■ EXERCISE DIRECTIONS: Below, retype the lines word for word, starting with the line containing "floral dress and report the position of each." and ending with the line containing "armrest and report the position of each.", both included.

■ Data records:
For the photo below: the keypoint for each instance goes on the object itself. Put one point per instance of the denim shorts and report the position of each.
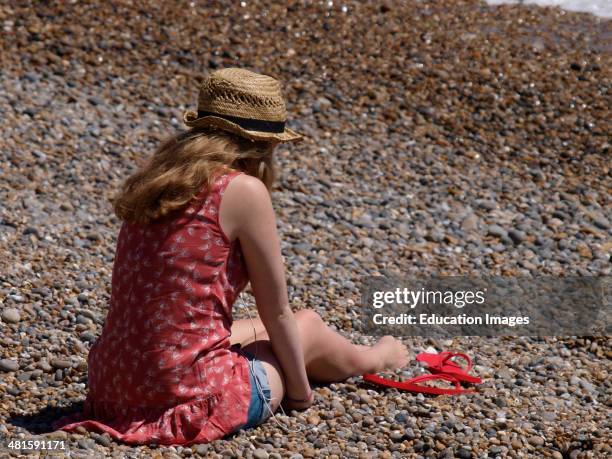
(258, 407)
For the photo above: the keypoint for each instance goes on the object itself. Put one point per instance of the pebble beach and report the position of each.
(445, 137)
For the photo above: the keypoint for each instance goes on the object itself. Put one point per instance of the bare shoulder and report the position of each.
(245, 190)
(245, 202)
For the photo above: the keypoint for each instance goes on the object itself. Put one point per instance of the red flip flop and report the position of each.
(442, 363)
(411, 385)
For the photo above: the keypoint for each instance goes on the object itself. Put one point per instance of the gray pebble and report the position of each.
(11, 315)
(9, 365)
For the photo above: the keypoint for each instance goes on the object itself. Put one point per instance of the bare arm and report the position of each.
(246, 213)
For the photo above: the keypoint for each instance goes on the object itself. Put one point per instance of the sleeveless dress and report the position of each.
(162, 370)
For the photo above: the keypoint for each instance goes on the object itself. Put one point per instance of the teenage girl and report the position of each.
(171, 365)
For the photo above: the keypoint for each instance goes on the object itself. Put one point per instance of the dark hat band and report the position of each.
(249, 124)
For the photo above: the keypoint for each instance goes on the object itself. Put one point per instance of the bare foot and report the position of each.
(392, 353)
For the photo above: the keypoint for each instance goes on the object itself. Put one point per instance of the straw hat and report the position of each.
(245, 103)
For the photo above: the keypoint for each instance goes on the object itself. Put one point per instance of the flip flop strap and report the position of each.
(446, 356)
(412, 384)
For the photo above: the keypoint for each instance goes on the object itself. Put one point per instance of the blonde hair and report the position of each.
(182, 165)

* * *

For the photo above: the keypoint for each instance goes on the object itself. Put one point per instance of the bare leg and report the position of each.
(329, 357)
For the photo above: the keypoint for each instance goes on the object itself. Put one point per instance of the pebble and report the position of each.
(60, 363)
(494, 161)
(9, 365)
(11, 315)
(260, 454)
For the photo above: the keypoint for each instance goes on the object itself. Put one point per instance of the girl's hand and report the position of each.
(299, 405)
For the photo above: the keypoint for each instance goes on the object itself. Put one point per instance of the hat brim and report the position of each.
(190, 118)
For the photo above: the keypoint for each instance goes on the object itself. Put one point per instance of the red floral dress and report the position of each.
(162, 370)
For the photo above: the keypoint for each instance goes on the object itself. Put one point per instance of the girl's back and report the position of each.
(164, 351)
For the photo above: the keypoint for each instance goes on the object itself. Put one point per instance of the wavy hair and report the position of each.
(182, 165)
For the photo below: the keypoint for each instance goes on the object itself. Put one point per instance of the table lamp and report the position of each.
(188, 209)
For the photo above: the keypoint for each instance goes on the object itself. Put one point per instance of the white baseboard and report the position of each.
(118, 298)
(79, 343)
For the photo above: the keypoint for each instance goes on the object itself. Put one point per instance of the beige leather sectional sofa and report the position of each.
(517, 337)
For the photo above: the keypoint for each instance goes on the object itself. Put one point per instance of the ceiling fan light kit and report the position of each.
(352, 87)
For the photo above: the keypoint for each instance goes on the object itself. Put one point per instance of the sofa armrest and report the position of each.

...

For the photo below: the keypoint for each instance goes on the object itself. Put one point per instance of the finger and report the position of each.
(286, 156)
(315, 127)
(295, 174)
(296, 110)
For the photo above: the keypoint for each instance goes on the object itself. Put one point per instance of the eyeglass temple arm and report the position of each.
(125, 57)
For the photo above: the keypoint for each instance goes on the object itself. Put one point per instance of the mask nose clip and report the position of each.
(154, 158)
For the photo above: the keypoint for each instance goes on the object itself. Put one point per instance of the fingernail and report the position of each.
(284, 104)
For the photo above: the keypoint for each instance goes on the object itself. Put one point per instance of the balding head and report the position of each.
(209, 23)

■ ANSWER IN FULL:
For the photo above: the keypoint for each instance goes on the object itself. Put one point per instance of the red floral dress and report the position of each.
(162, 370)
For the photo above: the keypoint for each instance goes on the object itself. Put one point per instance of the girl's back and report the position of each.
(164, 351)
For the photo above: the keypoint for each instance goes on the object itself. Put one point per instance of the wavy hair and report the position of each.
(182, 165)
For the photo below: the keypoint for each instance goes on the object itself. Put one point per instance of the table lamp and report the position of each.
(188, 209)
For the photo above: the keypoint for each instance goes on the object itself. Put one point per instance of the white baseboard and report the position of each.
(118, 298)
(79, 343)
For the photo above: the keypoint for each instance goes on the object itself. Put one point per instance of the beige leather sectional sofa and report the position of each.
(517, 337)
For the photo above: the keypoint for each instance goes on the object itself. Put one point per instance of the ceiling fan light kit and report the position of each.
(352, 87)
For the photo above: the keypoint for each instance goes on the object itself. Put one point per instance of the sofa armrest and report the position of each.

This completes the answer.